___ SUPPLIED INFORMATION ___
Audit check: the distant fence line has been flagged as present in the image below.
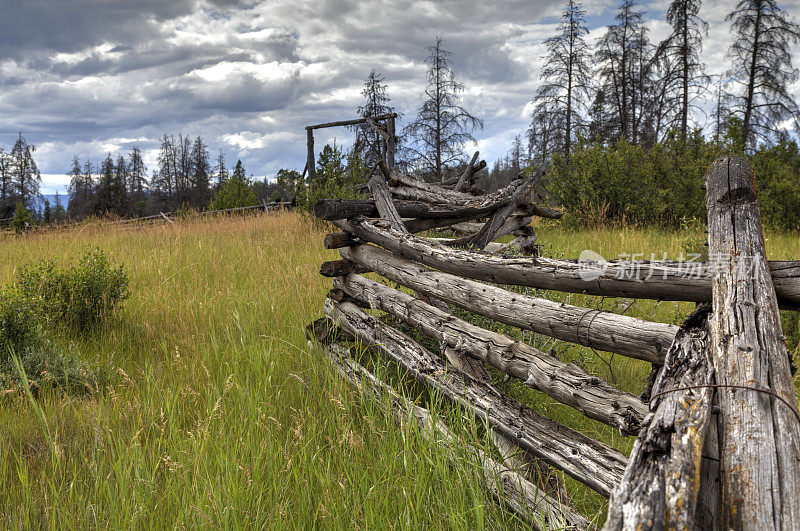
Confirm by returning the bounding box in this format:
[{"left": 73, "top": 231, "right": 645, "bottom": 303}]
[{"left": 0, "top": 201, "right": 292, "bottom": 233}]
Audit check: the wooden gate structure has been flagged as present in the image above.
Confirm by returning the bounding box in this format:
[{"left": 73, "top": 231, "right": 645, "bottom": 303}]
[
  {"left": 308, "top": 152, "right": 800, "bottom": 530},
  {"left": 303, "top": 113, "right": 397, "bottom": 182}
]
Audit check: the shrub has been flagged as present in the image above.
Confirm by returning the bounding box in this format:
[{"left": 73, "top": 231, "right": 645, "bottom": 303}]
[
  {"left": 17, "top": 248, "right": 129, "bottom": 331},
  {"left": 0, "top": 289, "right": 40, "bottom": 356}
]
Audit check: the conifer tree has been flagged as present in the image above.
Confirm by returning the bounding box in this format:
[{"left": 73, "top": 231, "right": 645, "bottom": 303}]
[
  {"left": 726, "top": 0, "right": 800, "bottom": 149},
  {"left": 406, "top": 37, "right": 483, "bottom": 180}
]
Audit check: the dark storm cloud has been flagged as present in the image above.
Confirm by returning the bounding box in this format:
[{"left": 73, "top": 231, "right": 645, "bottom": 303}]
[{"left": 0, "top": 0, "right": 800, "bottom": 190}]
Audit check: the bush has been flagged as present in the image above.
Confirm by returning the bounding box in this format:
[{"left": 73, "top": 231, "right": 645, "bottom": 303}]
[
  {"left": 11, "top": 201, "right": 33, "bottom": 232},
  {"left": 17, "top": 248, "right": 130, "bottom": 331},
  {"left": 548, "top": 131, "right": 800, "bottom": 230},
  {"left": 0, "top": 289, "right": 40, "bottom": 356}
]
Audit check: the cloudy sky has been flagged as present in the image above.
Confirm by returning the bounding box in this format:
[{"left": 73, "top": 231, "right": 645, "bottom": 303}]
[{"left": 0, "top": 0, "right": 800, "bottom": 193}]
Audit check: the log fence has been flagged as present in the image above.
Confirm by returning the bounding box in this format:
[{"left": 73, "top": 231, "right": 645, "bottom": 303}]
[{"left": 307, "top": 152, "right": 800, "bottom": 530}]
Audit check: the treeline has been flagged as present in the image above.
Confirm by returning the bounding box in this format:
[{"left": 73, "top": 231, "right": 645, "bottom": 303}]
[{"left": 68, "top": 134, "right": 270, "bottom": 219}]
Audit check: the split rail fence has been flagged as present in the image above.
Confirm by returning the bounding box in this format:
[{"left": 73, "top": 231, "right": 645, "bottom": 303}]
[{"left": 308, "top": 154, "right": 800, "bottom": 529}]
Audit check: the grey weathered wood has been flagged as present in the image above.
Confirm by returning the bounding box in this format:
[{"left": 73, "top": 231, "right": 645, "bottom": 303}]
[
  {"left": 312, "top": 343, "right": 591, "bottom": 531},
  {"left": 367, "top": 175, "right": 408, "bottom": 233},
  {"left": 453, "top": 151, "right": 480, "bottom": 192},
  {"left": 306, "top": 128, "right": 317, "bottom": 183},
  {"left": 456, "top": 165, "right": 547, "bottom": 250},
  {"left": 339, "top": 244, "right": 678, "bottom": 363},
  {"left": 306, "top": 113, "right": 397, "bottom": 131},
  {"left": 322, "top": 232, "right": 358, "bottom": 249},
  {"left": 334, "top": 275, "right": 647, "bottom": 433},
  {"left": 364, "top": 117, "right": 391, "bottom": 142},
  {"left": 604, "top": 305, "right": 714, "bottom": 531},
  {"left": 334, "top": 219, "right": 800, "bottom": 309},
  {"left": 319, "top": 260, "right": 369, "bottom": 278},
  {"left": 386, "top": 116, "right": 397, "bottom": 168},
  {"left": 325, "top": 300, "right": 626, "bottom": 496},
  {"left": 705, "top": 157, "right": 800, "bottom": 529},
  {"left": 447, "top": 216, "right": 532, "bottom": 241}
]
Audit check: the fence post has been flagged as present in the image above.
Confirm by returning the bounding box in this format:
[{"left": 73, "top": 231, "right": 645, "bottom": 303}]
[
  {"left": 306, "top": 127, "right": 317, "bottom": 183},
  {"left": 705, "top": 157, "right": 800, "bottom": 529},
  {"left": 386, "top": 117, "right": 397, "bottom": 169}
]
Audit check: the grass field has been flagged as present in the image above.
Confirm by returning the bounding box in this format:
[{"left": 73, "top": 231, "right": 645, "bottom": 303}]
[{"left": 0, "top": 213, "right": 800, "bottom": 528}]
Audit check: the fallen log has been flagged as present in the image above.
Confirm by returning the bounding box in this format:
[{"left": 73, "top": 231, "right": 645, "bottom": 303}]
[
  {"left": 339, "top": 244, "right": 678, "bottom": 364},
  {"left": 367, "top": 175, "right": 408, "bottom": 233},
  {"left": 705, "top": 157, "right": 800, "bottom": 529},
  {"left": 453, "top": 165, "right": 547, "bottom": 251},
  {"left": 448, "top": 216, "right": 532, "bottom": 240},
  {"left": 334, "top": 275, "right": 647, "bottom": 434},
  {"left": 314, "top": 343, "right": 592, "bottom": 531},
  {"left": 322, "top": 232, "right": 358, "bottom": 249},
  {"left": 334, "top": 219, "right": 800, "bottom": 309},
  {"left": 325, "top": 300, "right": 626, "bottom": 496},
  {"left": 604, "top": 304, "right": 714, "bottom": 531},
  {"left": 319, "top": 260, "right": 369, "bottom": 278}
]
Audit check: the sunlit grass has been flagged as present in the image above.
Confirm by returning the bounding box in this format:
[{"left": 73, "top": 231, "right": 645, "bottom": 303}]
[{"left": 0, "top": 213, "right": 800, "bottom": 528}]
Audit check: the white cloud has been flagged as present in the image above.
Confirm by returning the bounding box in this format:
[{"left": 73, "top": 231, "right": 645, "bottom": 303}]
[{"left": 0, "top": 0, "right": 800, "bottom": 195}]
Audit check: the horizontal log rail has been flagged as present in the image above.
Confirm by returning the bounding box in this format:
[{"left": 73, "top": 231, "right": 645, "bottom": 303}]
[
  {"left": 339, "top": 244, "right": 678, "bottom": 364},
  {"left": 314, "top": 343, "right": 592, "bottom": 531},
  {"left": 334, "top": 275, "right": 647, "bottom": 434},
  {"left": 324, "top": 299, "right": 627, "bottom": 497},
  {"left": 334, "top": 219, "right": 800, "bottom": 310},
  {"left": 306, "top": 113, "right": 397, "bottom": 130}
]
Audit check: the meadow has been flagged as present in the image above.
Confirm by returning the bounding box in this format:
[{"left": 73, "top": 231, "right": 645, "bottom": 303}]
[{"left": 0, "top": 212, "right": 800, "bottom": 528}]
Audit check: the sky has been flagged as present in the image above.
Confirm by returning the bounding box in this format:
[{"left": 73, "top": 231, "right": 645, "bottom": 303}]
[{"left": 0, "top": 0, "right": 800, "bottom": 194}]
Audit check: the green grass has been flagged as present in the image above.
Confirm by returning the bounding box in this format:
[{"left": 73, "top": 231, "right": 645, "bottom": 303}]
[{"left": 0, "top": 213, "right": 800, "bottom": 528}]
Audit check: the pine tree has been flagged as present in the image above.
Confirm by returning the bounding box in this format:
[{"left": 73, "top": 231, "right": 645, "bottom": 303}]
[
  {"left": 191, "top": 136, "right": 211, "bottom": 208},
  {"left": 214, "top": 149, "right": 228, "bottom": 191},
  {"left": 595, "top": 0, "right": 652, "bottom": 144},
  {"left": 211, "top": 160, "right": 258, "bottom": 210},
  {"left": 10, "top": 133, "right": 42, "bottom": 209},
  {"left": 67, "top": 155, "right": 94, "bottom": 219},
  {"left": 128, "top": 146, "right": 147, "bottom": 216},
  {"left": 406, "top": 37, "right": 483, "bottom": 180},
  {"left": 0, "top": 147, "right": 14, "bottom": 218},
  {"left": 53, "top": 190, "right": 67, "bottom": 221},
  {"left": 532, "top": 0, "right": 592, "bottom": 154},
  {"left": 656, "top": 0, "right": 708, "bottom": 140},
  {"left": 726, "top": 0, "right": 800, "bottom": 149},
  {"left": 355, "top": 68, "right": 394, "bottom": 167}
]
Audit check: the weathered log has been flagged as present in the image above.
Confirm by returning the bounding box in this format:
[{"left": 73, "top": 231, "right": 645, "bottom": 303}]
[
  {"left": 306, "top": 113, "right": 397, "bottom": 130},
  {"left": 339, "top": 244, "right": 678, "bottom": 363},
  {"left": 325, "top": 300, "right": 626, "bottom": 496},
  {"left": 389, "top": 171, "right": 523, "bottom": 208},
  {"left": 312, "top": 343, "right": 592, "bottom": 531},
  {"left": 448, "top": 216, "right": 531, "bottom": 240},
  {"left": 367, "top": 174, "right": 408, "bottom": 232},
  {"left": 455, "top": 165, "right": 548, "bottom": 250},
  {"left": 705, "top": 157, "right": 800, "bottom": 529},
  {"left": 364, "top": 116, "right": 391, "bottom": 142},
  {"left": 314, "top": 199, "right": 432, "bottom": 221},
  {"left": 334, "top": 219, "right": 800, "bottom": 309},
  {"left": 322, "top": 232, "right": 358, "bottom": 249},
  {"left": 334, "top": 275, "right": 647, "bottom": 434},
  {"left": 604, "top": 305, "right": 714, "bottom": 531},
  {"left": 440, "top": 344, "right": 570, "bottom": 504},
  {"left": 319, "top": 260, "right": 369, "bottom": 278}
]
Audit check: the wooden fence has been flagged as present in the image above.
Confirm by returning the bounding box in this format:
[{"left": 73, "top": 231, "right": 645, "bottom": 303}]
[
  {"left": 0, "top": 201, "right": 292, "bottom": 234},
  {"left": 308, "top": 157, "right": 800, "bottom": 529}
]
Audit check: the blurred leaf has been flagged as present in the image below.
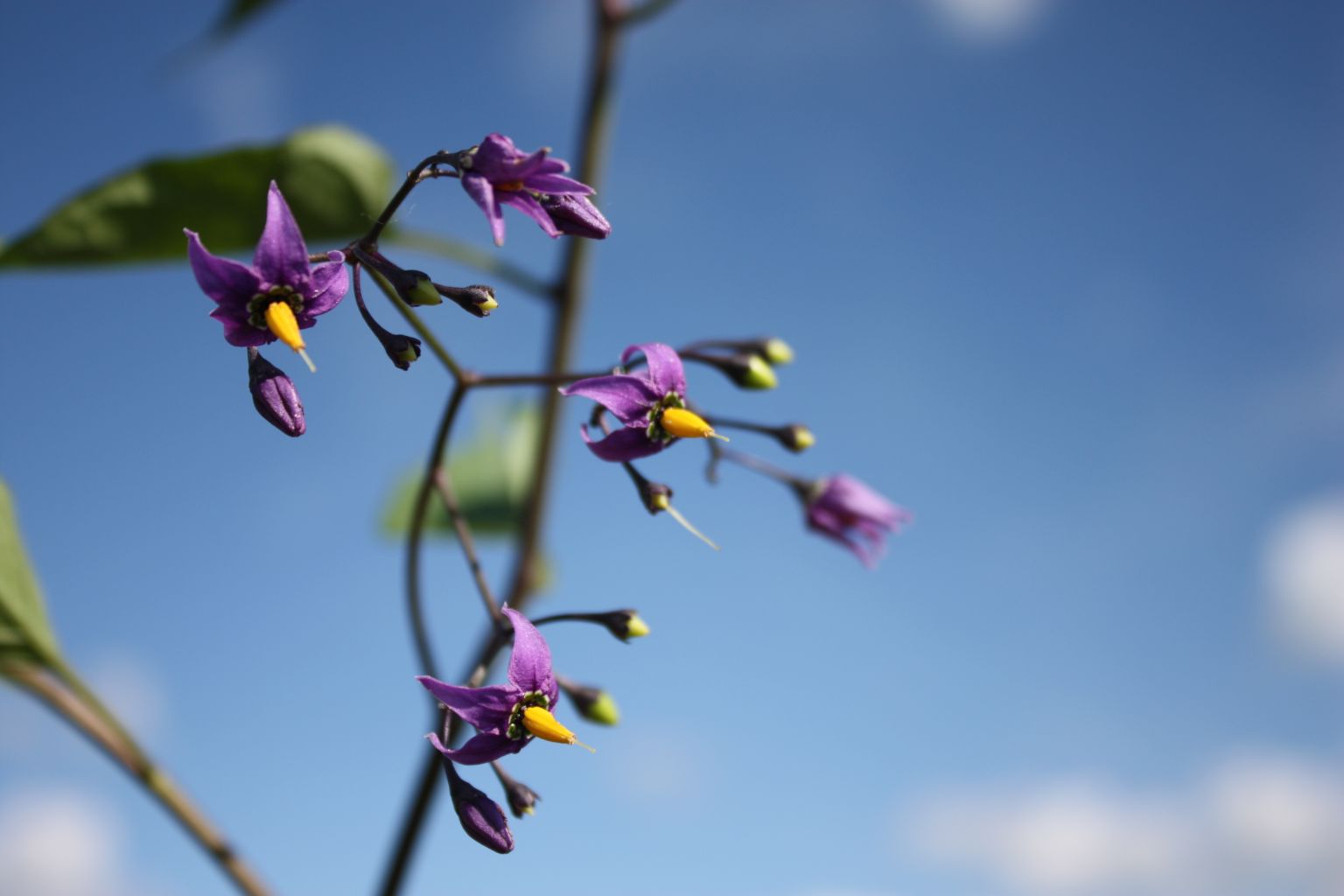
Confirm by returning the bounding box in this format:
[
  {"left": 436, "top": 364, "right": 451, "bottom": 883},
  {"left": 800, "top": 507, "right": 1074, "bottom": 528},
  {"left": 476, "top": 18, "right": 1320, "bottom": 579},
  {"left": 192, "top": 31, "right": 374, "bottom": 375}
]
[
  {"left": 0, "top": 480, "right": 57, "bottom": 669},
  {"left": 0, "top": 126, "right": 393, "bottom": 268},
  {"left": 214, "top": 0, "right": 278, "bottom": 38},
  {"left": 383, "top": 404, "right": 542, "bottom": 537}
]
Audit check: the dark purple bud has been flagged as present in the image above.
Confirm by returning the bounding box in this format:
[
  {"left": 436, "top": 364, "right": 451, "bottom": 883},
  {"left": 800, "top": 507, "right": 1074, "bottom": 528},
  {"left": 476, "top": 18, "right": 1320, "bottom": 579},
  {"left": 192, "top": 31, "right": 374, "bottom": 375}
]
[
  {"left": 682, "top": 351, "right": 780, "bottom": 389},
  {"left": 491, "top": 761, "right": 540, "bottom": 818},
  {"left": 444, "top": 759, "right": 514, "bottom": 853},
  {"left": 248, "top": 348, "right": 308, "bottom": 437},
  {"left": 434, "top": 284, "right": 500, "bottom": 317},
  {"left": 555, "top": 676, "right": 621, "bottom": 725},
  {"left": 542, "top": 196, "right": 612, "bottom": 239}
]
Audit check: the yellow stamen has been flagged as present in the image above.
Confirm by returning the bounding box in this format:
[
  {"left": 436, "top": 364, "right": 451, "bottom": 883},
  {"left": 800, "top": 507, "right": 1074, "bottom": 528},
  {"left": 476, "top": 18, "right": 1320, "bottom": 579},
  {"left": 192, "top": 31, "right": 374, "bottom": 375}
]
[
  {"left": 660, "top": 407, "right": 729, "bottom": 442},
  {"left": 523, "top": 707, "right": 597, "bottom": 752},
  {"left": 266, "top": 302, "right": 317, "bottom": 374}
]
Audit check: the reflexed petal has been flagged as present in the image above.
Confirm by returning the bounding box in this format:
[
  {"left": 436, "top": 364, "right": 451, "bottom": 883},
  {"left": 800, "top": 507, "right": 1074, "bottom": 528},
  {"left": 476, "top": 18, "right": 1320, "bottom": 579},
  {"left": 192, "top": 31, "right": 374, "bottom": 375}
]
[
  {"left": 210, "top": 306, "right": 276, "bottom": 348},
  {"left": 494, "top": 191, "right": 561, "bottom": 239},
  {"left": 561, "top": 374, "right": 662, "bottom": 426},
  {"left": 504, "top": 607, "right": 559, "bottom": 705},
  {"left": 524, "top": 175, "right": 594, "bottom": 196},
  {"left": 253, "top": 180, "right": 308, "bottom": 286},
  {"left": 183, "top": 230, "right": 261, "bottom": 309},
  {"left": 462, "top": 172, "right": 504, "bottom": 246},
  {"left": 426, "top": 733, "right": 521, "bottom": 766},
  {"left": 621, "top": 342, "right": 685, "bottom": 397},
  {"left": 416, "top": 676, "right": 523, "bottom": 733},
  {"left": 582, "top": 426, "right": 667, "bottom": 462},
  {"left": 304, "top": 253, "right": 349, "bottom": 317}
]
___
- **INSTRUCTIONS TO FOLLOW**
Reproduce word for word every line from the one containing "Audit check: the yellow" through the end of the records, inclusive.

- **WRITTEN REPLY**
Audit check: the yellow stamen has been flagged as present in the image above.
Confirm by returning the bounding box in this format:
[
  {"left": 436, "top": 364, "right": 451, "bottom": 883},
  {"left": 800, "top": 507, "right": 1074, "bottom": 528},
  {"left": 476, "top": 18, "right": 1320, "bottom": 579},
  {"left": 192, "top": 31, "right": 374, "bottom": 375}
]
[
  {"left": 660, "top": 407, "right": 729, "bottom": 442},
  {"left": 523, "top": 707, "right": 597, "bottom": 752},
  {"left": 266, "top": 302, "right": 317, "bottom": 374}
]
Audit check: the reflexed petal has been flagged as present in the image above.
Confirm by returning the bounding box in this format:
[
  {"left": 436, "top": 364, "right": 451, "bottom": 883},
  {"left": 800, "top": 507, "right": 1074, "bottom": 528},
  {"left": 476, "top": 18, "right": 1320, "bottom": 579},
  {"left": 192, "top": 31, "right": 374, "bottom": 375}
]
[
  {"left": 210, "top": 306, "right": 276, "bottom": 348},
  {"left": 494, "top": 191, "right": 561, "bottom": 239},
  {"left": 561, "top": 374, "right": 662, "bottom": 426},
  {"left": 504, "top": 607, "right": 559, "bottom": 705},
  {"left": 524, "top": 175, "right": 594, "bottom": 196},
  {"left": 253, "top": 180, "right": 308, "bottom": 286},
  {"left": 183, "top": 230, "right": 261, "bottom": 309},
  {"left": 462, "top": 172, "right": 504, "bottom": 246},
  {"left": 426, "top": 733, "right": 521, "bottom": 766},
  {"left": 621, "top": 342, "right": 685, "bottom": 397},
  {"left": 416, "top": 676, "right": 523, "bottom": 733},
  {"left": 582, "top": 426, "right": 667, "bottom": 462},
  {"left": 304, "top": 253, "right": 349, "bottom": 317}
]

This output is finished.